**Exercise prompt:** Turn every line of the records below into a numbered list, leaving out any blank lines.
◇ ◇ ◇ ◇ ◇
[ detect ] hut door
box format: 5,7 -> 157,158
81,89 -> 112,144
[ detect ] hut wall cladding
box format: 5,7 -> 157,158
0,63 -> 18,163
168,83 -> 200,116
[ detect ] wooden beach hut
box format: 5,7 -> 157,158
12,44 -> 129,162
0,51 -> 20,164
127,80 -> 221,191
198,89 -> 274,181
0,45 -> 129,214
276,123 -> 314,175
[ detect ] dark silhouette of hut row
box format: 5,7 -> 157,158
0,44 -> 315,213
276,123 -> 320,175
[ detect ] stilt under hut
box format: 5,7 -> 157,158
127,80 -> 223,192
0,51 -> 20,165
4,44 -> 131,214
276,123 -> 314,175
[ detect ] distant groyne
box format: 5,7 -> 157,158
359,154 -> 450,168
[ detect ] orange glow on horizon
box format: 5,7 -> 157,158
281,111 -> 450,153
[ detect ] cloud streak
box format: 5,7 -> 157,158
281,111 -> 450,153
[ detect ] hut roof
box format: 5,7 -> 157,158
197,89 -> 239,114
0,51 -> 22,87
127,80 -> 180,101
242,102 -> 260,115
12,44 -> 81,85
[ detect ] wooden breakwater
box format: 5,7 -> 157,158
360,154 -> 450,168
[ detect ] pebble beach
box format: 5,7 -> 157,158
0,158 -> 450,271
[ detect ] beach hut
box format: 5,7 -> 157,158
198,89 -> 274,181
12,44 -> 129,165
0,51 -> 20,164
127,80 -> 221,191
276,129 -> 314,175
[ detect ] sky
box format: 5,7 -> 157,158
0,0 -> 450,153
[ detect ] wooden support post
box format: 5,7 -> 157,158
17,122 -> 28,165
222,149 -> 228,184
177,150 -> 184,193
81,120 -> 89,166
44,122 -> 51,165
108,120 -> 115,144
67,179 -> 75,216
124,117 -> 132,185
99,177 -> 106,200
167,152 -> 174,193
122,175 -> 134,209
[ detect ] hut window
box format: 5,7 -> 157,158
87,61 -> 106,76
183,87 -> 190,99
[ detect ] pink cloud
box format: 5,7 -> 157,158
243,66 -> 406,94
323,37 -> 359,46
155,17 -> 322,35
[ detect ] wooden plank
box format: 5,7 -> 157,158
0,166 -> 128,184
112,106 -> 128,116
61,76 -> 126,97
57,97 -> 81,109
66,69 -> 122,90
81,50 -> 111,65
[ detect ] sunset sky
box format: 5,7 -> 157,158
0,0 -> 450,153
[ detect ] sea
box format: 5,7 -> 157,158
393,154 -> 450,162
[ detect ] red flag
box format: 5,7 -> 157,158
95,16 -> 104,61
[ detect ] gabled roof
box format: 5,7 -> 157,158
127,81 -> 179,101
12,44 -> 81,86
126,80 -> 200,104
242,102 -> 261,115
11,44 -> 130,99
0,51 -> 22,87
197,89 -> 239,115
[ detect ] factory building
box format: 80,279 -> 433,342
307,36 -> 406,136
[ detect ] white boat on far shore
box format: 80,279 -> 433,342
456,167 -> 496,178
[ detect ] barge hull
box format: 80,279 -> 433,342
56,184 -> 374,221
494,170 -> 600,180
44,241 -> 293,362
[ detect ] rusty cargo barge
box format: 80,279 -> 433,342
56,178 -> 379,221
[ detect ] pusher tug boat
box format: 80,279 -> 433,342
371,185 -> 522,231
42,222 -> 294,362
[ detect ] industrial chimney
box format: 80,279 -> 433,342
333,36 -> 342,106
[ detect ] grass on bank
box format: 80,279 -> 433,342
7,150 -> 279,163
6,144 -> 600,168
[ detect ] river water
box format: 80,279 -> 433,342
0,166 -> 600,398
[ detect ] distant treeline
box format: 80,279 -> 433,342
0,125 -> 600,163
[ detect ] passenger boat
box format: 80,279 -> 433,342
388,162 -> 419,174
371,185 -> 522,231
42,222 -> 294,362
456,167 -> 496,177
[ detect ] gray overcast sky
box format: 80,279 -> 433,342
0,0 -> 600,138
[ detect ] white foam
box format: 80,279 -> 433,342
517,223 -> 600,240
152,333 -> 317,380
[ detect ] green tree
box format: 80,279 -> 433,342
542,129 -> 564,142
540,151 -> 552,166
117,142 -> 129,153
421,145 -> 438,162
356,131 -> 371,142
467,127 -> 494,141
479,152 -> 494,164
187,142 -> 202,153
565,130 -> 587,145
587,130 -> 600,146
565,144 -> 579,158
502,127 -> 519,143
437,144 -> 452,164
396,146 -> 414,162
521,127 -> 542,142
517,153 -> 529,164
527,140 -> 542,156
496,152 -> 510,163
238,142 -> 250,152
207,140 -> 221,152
◇ ◇ ◇ ◇ ◇
**Task response:**
1. [ detect ] hut door
2. box format: 5,7 -> 157,158
3. 81,89 -> 112,144
4. [ detect ] hut wall cladding
5. box format: 5,7 -> 157,158
6. 0,63 -> 18,163
7. 168,83 -> 200,116
8. [ detect ] wooden beach hut
9. box format: 5,7 -> 157,158
10. 12,44 -> 129,162
11. 0,51 -> 20,164
12. 127,80 -> 221,191
13. 198,89 -> 274,181
14. 0,45 -> 129,214
15. 276,123 -> 314,175
16. [ detect ] dark silhouette of hut row
17. box format: 5,7 -> 157,158
18. 0,44 -> 315,213
19. 276,123 -> 320,175
20. [ detect ] stilt under hut
21. box format: 5,7 -> 157,158
22. 127,80 -> 223,192
23. 0,51 -> 20,165
24. 4,44 -> 131,214
25. 276,123 -> 314,175
26. [ detect ] distant groyne
27. box format: 5,7 -> 157,158
28. 359,154 -> 450,168
29. [ detect ] orange glow on horizon
30. box format: 5,7 -> 157,158
31. 281,111 -> 450,153
32. [ detect ] cloud streak
33. box format: 5,7 -> 157,158
34. 281,111 -> 450,153
35. [ detect ] hut roof
36. box format: 5,7 -> 157,158
37. 197,89 -> 239,114
38. 0,51 -> 22,87
39. 127,80 -> 180,101
40. 242,102 -> 260,115
41. 12,44 -> 81,85
42. [ detect ] wooden breakwater
43. box format: 5,7 -> 157,158
44. 360,154 -> 450,168
45. [ detect ] pebble beach
46. box format: 5,7 -> 157,158
47. 0,158 -> 450,271
48. [ detect ] beach hut
49. box format: 5,7 -> 157,158
50. 198,89 -> 274,181
51. 12,44 -> 129,165
52. 0,51 -> 20,164
53. 127,80 -> 221,191
54. 276,129 -> 314,175
55. [ detect ] sky
56. box format: 5,7 -> 157,158
57. 0,0 -> 450,153
58. [ detect ] wooden support post
59. box format: 5,7 -> 157,158
60. 17,122 -> 28,165
61. 222,149 -> 228,184
62. 177,150 -> 184,193
63. 81,120 -> 89,166
64. 44,122 -> 51,165
65. 108,120 -> 115,144
66. 67,179 -> 75,216
67. 124,117 -> 132,185
68. 99,177 -> 106,200
69. 167,152 -> 174,193
70. 122,175 -> 134,209
71. [ detect ] hut window
72. box format: 5,7 -> 157,158
73. 87,61 -> 106,76
74. 183,87 -> 190,99
75. [ detect ] pink cloud
76. box format: 5,7 -> 157,158
77. 243,66 -> 406,94
78. 323,37 -> 359,46
79. 155,17 -> 322,35
80. [ detect ] wooden plank
81. box format: 5,7 -> 157,158
82. 0,166 -> 128,184
83. 112,106 -> 128,116
84. 61,76 -> 126,97
85. 57,97 -> 81,109
86. 66,69 -> 122,90
87. 81,50 -> 111,65
88. [ detect ] sunset sky
89. box format: 5,7 -> 157,158
90. 0,0 -> 450,153
91. [ detect ] sea
92. box format: 5,7 -> 157,158
93. 393,154 -> 450,162
94. [ detect ] red flag
95. box format: 5,7 -> 157,158
96. 95,16 -> 104,61
97. [ detect ] gabled roof
98. box format: 5,7 -> 157,158
99. 127,81 -> 179,101
100. 12,44 -> 81,86
101. 126,80 -> 200,104
102. 242,102 -> 261,115
103. 11,44 -> 130,99
104. 0,51 -> 22,87
105. 197,89 -> 239,115
106. [ detect ] factory building
107. box format: 80,279 -> 433,342
108. 307,36 -> 406,136
109. [ detect ] white boat on far shore
110. box format: 80,279 -> 433,342
111. 456,167 -> 496,178
112. [ detect ] barge hull
113. box format: 80,279 -> 433,342
114. 56,184 -> 374,221
115. 494,170 -> 600,180
116. 44,241 -> 293,362
117. [ detect ] rusty cargo barge
118. box format: 80,279 -> 433,342
119. 56,178 -> 379,221
120. [ detect ] pusher tug boat
121. box format: 80,279 -> 433,342
122. 371,185 -> 522,231
123. 42,222 -> 294,362
124. [ detect ] industrial chimney
125. box format: 80,279 -> 433,342
126. 333,36 -> 342,106
127. [ detect ] grass on bank
128. box format: 80,279 -> 433,342
129. 7,150 -> 279,163
130. 6,144 -> 600,168
131. [ detect ] river water
132. box format: 80,279 -> 433,342
133. 0,166 -> 600,398
134. [ detect ] distant treeline
135. box format: 80,279 -> 433,342
136. 0,125 -> 600,163
137. [ detect ] passenger boat
138. box format: 80,279 -> 433,342
139. 388,162 -> 419,174
140. 371,185 -> 522,231
141. 42,222 -> 294,362
142. 456,167 -> 496,177
143. [ detect ] gray overcast sky
144. box format: 80,279 -> 433,342
145. 0,0 -> 600,138
146. [ detect ] white foam
147. box format: 80,279 -> 433,342
148. 517,223 -> 600,240
149. 152,333 -> 317,380
150. [ detect ] green tree
151. box format: 80,279 -> 433,342
152. 542,129 -> 564,142
153. 540,151 -> 552,166
154. 117,142 -> 129,153
155. 421,145 -> 438,162
156. 356,131 -> 371,142
157. 467,127 -> 494,141
158. 479,152 -> 494,164
159. 187,142 -> 202,153
160. 565,130 -> 587,145
161. 587,130 -> 600,146
162. 565,144 -> 579,158
163. 502,127 -> 519,143
164. 437,144 -> 452,164
165. 396,146 -> 414,162
166. 521,127 -> 542,142
167. 517,153 -> 529,164
168. 527,140 -> 542,156
169. 496,152 -> 510,163
170. 238,142 -> 250,152
171. 207,140 -> 221,152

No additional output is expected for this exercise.